DIRECTIONS FOR THIS TASK: Copy every line below, requests included, and shift each answer point by adding 147 to both its x and y coordinates.

MATERIAL SUPPLIED:
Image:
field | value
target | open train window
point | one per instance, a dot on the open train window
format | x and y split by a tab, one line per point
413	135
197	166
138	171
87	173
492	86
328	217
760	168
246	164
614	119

REPLY TO THE EXERCISE:
Image:
field | value
target | open train window
point | one per instance, a dot on the open train window
format | x and y split by a tab, one line per point
560	282
344	313
285	318
234	320
639	233
475	364
907	315
393	311
761	266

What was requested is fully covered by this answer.